PROBLEM DETAILS>
Count the lines in the rows below that contain the string "eyeglasses". Reply with only that number.

INPUT>
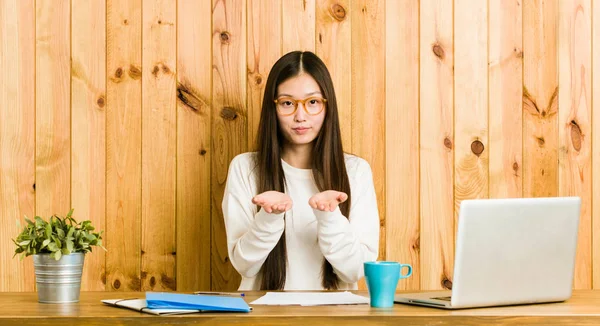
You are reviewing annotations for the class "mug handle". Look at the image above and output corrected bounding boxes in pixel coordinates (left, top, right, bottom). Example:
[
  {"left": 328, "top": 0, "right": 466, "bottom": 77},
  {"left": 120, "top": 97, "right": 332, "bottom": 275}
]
[{"left": 400, "top": 264, "right": 412, "bottom": 278}]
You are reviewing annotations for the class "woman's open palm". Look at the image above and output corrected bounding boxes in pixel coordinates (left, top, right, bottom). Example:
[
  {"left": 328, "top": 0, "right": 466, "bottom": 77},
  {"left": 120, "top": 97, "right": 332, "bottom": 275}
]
[
  {"left": 252, "top": 190, "right": 292, "bottom": 214},
  {"left": 308, "top": 190, "right": 348, "bottom": 212}
]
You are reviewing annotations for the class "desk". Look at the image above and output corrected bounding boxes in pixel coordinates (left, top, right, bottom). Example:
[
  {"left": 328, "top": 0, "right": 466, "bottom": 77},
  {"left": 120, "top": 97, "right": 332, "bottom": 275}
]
[{"left": 0, "top": 290, "right": 600, "bottom": 326}]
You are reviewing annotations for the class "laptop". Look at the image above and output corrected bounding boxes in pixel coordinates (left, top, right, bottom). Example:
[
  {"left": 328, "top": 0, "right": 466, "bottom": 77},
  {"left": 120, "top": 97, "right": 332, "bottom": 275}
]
[{"left": 395, "top": 197, "right": 581, "bottom": 309}]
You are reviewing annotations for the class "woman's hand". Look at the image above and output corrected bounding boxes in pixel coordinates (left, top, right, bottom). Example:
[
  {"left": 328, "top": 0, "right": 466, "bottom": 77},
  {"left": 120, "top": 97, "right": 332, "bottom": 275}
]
[
  {"left": 308, "top": 190, "right": 348, "bottom": 212},
  {"left": 252, "top": 191, "right": 292, "bottom": 214}
]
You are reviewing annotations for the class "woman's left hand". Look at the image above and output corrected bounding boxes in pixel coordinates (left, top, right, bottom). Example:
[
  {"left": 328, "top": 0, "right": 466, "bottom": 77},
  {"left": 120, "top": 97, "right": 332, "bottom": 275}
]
[{"left": 308, "top": 190, "right": 348, "bottom": 212}]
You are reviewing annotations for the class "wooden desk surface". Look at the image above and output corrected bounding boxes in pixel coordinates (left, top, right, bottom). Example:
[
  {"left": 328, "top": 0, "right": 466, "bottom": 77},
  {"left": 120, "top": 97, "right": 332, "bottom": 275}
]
[{"left": 0, "top": 290, "right": 600, "bottom": 326}]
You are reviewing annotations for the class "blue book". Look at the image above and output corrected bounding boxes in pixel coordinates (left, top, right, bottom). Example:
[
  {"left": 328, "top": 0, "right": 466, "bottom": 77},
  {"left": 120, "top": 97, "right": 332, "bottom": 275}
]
[{"left": 146, "top": 292, "right": 252, "bottom": 312}]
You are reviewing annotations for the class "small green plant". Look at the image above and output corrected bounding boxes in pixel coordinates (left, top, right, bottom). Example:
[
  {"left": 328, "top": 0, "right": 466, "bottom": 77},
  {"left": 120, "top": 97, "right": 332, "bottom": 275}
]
[{"left": 12, "top": 209, "right": 106, "bottom": 260}]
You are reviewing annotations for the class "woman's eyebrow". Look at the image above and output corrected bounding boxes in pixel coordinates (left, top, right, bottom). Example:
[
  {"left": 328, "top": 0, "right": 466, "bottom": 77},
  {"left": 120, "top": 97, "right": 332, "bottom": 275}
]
[{"left": 277, "top": 91, "right": 321, "bottom": 97}]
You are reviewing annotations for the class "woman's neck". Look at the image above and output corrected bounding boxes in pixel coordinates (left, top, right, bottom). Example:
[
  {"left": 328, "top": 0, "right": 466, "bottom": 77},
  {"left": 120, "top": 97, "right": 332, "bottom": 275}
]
[{"left": 281, "top": 144, "right": 313, "bottom": 169}]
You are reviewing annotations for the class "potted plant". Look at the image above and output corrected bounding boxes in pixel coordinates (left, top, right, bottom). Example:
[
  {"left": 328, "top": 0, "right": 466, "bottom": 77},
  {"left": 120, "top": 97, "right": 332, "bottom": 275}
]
[{"left": 12, "top": 209, "right": 106, "bottom": 303}]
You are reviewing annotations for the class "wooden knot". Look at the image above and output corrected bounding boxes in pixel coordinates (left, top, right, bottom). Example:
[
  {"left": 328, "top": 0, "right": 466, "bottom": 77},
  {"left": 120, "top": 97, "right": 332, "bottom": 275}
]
[
  {"left": 219, "top": 32, "right": 229, "bottom": 44},
  {"left": 329, "top": 3, "right": 346, "bottom": 22},
  {"left": 128, "top": 65, "right": 142, "bottom": 80},
  {"left": 177, "top": 83, "right": 203, "bottom": 113},
  {"left": 471, "top": 140, "right": 484, "bottom": 156},
  {"left": 221, "top": 106, "right": 237, "bottom": 121},
  {"left": 513, "top": 48, "right": 523, "bottom": 59},
  {"left": 113, "top": 280, "right": 121, "bottom": 290},
  {"left": 444, "top": 137, "right": 452, "bottom": 149},
  {"left": 537, "top": 137, "right": 546, "bottom": 147},
  {"left": 571, "top": 120, "right": 583, "bottom": 152},
  {"left": 442, "top": 276, "right": 452, "bottom": 290},
  {"left": 431, "top": 43, "right": 446, "bottom": 60}
]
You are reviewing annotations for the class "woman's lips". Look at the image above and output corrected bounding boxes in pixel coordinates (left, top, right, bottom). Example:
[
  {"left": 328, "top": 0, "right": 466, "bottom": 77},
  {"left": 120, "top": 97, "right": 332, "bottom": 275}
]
[{"left": 292, "top": 127, "right": 310, "bottom": 135}]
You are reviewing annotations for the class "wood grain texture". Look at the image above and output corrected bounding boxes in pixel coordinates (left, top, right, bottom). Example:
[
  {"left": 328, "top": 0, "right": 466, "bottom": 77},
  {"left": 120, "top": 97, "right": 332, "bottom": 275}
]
[
  {"left": 141, "top": 0, "right": 177, "bottom": 291},
  {"left": 35, "top": 0, "right": 71, "bottom": 218},
  {"left": 415, "top": 0, "right": 454, "bottom": 290},
  {"left": 247, "top": 0, "right": 285, "bottom": 150},
  {"left": 488, "top": 0, "right": 523, "bottom": 198},
  {"left": 454, "top": 0, "right": 490, "bottom": 224},
  {"left": 385, "top": 0, "right": 421, "bottom": 290},
  {"left": 316, "top": 0, "right": 352, "bottom": 151},
  {"left": 176, "top": 0, "right": 212, "bottom": 291},
  {"left": 558, "top": 0, "right": 592, "bottom": 289},
  {"left": 106, "top": 0, "right": 142, "bottom": 291},
  {"left": 350, "top": 0, "right": 386, "bottom": 259},
  {"left": 590, "top": 0, "right": 600, "bottom": 289},
  {"left": 0, "top": 0, "right": 35, "bottom": 292},
  {"left": 7, "top": 290, "right": 600, "bottom": 326},
  {"left": 71, "top": 0, "right": 106, "bottom": 291},
  {"left": 210, "top": 0, "right": 248, "bottom": 290},
  {"left": 523, "top": 0, "right": 558, "bottom": 197},
  {"left": 281, "top": 0, "right": 316, "bottom": 54}
]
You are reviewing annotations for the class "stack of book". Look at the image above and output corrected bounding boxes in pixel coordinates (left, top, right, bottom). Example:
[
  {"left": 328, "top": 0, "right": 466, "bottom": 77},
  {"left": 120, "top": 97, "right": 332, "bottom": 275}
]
[{"left": 102, "top": 292, "right": 252, "bottom": 315}]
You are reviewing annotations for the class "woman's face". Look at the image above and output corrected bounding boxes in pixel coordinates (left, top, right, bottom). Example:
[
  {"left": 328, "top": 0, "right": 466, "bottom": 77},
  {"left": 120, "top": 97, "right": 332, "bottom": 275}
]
[{"left": 275, "top": 73, "right": 325, "bottom": 146}]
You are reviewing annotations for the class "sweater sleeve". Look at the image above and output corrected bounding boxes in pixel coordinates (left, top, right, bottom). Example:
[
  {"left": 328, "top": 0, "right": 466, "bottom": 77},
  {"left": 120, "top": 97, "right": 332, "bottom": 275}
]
[
  {"left": 222, "top": 154, "right": 285, "bottom": 277},
  {"left": 313, "top": 161, "right": 379, "bottom": 283}
]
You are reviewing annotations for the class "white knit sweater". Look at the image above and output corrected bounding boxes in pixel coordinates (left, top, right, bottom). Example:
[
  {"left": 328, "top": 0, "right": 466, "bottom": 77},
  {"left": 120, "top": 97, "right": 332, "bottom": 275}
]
[{"left": 222, "top": 153, "right": 379, "bottom": 290}]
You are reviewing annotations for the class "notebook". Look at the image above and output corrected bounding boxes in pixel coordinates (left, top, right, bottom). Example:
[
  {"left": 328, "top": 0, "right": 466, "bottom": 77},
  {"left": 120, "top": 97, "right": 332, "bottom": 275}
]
[
  {"left": 101, "top": 298, "right": 200, "bottom": 315},
  {"left": 101, "top": 292, "right": 252, "bottom": 315},
  {"left": 146, "top": 292, "right": 252, "bottom": 312}
]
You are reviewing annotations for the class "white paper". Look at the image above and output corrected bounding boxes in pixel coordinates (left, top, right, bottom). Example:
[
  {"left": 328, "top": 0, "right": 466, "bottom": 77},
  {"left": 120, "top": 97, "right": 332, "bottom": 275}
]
[
  {"left": 101, "top": 299, "right": 200, "bottom": 315},
  {"left": 250, "top": 291, "right": 369, "bottom": 306}
]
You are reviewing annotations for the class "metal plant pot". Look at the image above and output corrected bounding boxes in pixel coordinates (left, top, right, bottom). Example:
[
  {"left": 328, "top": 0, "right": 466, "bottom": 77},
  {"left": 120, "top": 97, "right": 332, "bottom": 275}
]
[{"left": 33, "top": 253, "right": 85, "bottom": 303}]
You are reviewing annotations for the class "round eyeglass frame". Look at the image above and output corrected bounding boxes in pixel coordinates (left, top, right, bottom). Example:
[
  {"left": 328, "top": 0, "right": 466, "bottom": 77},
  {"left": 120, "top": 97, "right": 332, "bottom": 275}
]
[{"left": 273, "top": 96, "right": 327, "bottom": 117}]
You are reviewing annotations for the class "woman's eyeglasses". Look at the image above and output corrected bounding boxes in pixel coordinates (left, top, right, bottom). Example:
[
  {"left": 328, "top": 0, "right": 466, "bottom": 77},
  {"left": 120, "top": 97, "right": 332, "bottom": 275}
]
[{"left": 275, "top": 96, "right": 327, "bottom": 116}]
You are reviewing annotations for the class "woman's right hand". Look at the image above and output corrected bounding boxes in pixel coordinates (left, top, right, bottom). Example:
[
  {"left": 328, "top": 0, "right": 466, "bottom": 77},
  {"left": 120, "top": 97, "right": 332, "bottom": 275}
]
[{"left": 252, "top": 190, "right": 292, "bottom": 214}]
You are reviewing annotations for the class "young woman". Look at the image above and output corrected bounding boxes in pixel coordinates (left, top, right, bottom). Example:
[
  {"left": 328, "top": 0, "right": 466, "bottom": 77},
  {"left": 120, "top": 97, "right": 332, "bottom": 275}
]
[{"left": 222, "top": 51, "right": 379, "bottom": 290}]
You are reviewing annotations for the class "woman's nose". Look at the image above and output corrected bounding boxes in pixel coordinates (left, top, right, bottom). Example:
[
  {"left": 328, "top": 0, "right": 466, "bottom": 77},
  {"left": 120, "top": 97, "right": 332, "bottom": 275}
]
[{"left": 294, "top": 103, "right": 306, "bottom": 122}]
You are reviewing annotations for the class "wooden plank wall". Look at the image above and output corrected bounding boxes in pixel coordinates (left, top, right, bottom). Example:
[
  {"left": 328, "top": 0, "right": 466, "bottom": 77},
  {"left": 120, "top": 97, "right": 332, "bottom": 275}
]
[{"left": 0, "top": 0, "right": 600, "bottom": 291}]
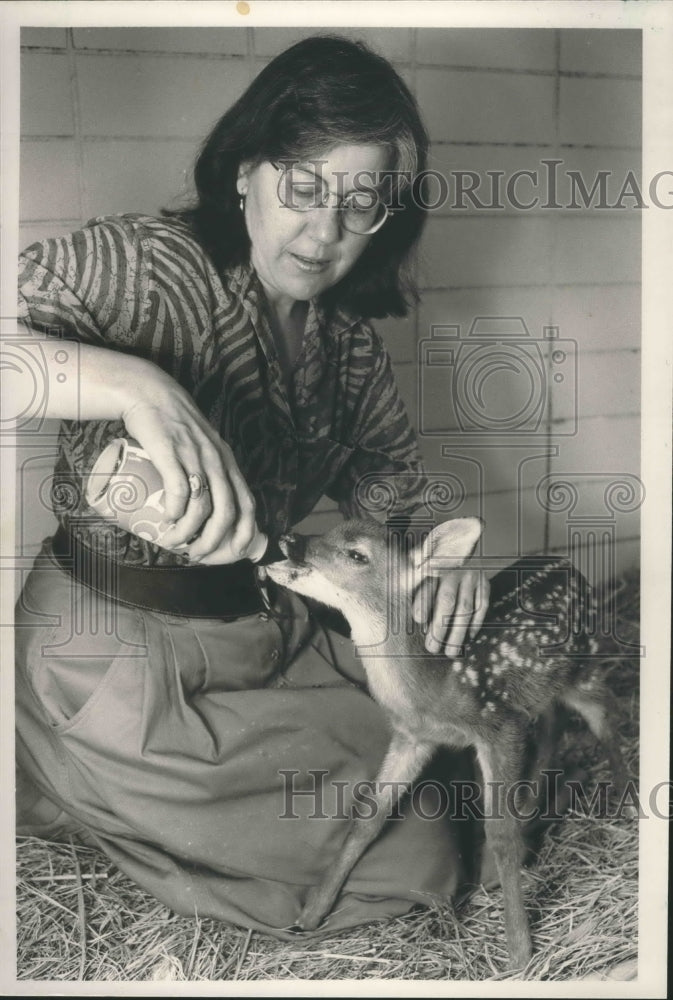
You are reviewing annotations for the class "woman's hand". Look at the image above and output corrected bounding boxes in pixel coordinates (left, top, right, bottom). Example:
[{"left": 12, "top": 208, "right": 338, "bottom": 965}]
[
  {"left": 121, "top": 359, "right": 257, "bottom": 563},
  {"left": 413, "top": 567, "right": 490, "bottom": 658}
]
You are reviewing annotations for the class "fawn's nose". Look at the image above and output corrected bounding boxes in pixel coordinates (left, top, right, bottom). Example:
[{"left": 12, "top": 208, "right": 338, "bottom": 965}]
[{"left": 278, "top": 534, "right": 306, "bottom": 563}]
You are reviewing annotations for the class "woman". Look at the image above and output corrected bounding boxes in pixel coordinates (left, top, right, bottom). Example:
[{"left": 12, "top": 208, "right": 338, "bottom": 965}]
[{"left": 17, "top": 37, "right": 494, "bottom": 936}]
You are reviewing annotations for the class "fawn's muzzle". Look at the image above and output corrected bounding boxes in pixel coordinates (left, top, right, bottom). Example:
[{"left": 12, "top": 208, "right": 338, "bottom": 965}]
[{"left": 278, "top": 534, "right": 306, "bottom": 566}]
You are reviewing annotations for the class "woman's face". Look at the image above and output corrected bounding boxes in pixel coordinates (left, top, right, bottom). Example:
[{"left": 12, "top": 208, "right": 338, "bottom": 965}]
[{"left": 238, "top": 145, "right": 388, "bottom": 306}]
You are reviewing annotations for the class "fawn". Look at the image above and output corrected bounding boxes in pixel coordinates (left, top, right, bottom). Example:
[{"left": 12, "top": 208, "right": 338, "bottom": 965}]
[{"left": 267, "top": 518, "right": 626, "bottom": 969}]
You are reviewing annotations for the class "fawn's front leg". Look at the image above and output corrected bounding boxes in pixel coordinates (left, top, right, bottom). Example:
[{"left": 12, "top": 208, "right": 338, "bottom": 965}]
[
  {"left": 477, "top": 731, "right": 533, "bottom": 969},
  {"left": 297, "top": 733, "right": 437, "bottom": 931}
]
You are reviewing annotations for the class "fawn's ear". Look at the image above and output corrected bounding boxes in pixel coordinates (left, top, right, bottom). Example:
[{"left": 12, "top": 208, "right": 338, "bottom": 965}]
[{"left": 411, "top": 517, "right": 483, "bottom": 576}]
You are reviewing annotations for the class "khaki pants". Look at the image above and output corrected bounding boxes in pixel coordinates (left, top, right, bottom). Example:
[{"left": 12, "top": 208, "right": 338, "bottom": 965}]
[{"left": 16, "top": 546, "right": 477, "bottom": 937}]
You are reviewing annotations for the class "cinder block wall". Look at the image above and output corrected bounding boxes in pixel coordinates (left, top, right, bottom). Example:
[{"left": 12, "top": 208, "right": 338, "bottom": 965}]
[{"left": 19, "top": 28, "right": 641, "bottom": 580}]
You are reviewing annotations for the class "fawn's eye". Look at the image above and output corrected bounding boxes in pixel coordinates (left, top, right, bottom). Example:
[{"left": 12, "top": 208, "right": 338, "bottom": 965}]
[{"left": 347, "top": 549, "right": 369, "bottom": 563}]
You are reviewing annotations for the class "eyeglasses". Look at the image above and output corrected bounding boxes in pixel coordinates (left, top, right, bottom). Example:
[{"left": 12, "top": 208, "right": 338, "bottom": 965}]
[{"left": 271, "top": 160, "right": 390, "bottom": 236}]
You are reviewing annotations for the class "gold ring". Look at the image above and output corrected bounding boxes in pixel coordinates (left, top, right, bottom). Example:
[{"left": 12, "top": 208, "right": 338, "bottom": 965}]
[{"left": 187, "top": 472, "right": 208, "bottom": 500}]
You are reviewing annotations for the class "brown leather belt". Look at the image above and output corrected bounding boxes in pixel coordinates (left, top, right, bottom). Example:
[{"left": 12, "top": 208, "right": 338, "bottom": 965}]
[{"left": 52, "top": 527, "right": 269, "bottom": 620}]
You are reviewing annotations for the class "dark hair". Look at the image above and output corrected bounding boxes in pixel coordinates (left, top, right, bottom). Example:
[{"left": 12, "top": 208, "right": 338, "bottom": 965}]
[{"left": 162, "top": 35, "right": 428, "bottom": 317}]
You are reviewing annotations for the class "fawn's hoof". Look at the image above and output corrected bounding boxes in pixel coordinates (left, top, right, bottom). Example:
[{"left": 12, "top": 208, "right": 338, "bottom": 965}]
[{"left": 509, "top": 941, "right": 533, "bottom": 972}]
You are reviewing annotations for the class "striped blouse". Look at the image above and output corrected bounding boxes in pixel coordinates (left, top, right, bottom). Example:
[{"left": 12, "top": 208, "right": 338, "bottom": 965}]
[{"left": 19, "top": 215, "right": 424, "bottom": 565}]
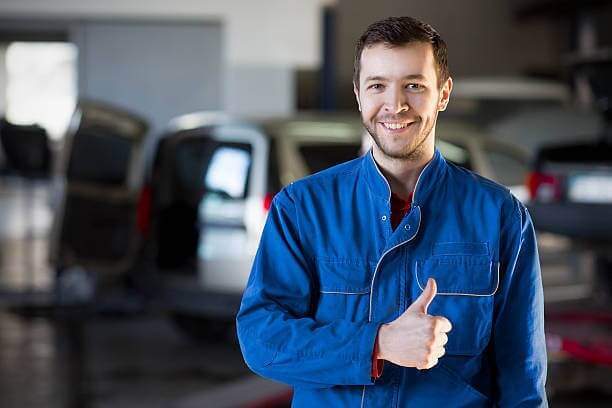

RESULT OF THE EXERCISE>
2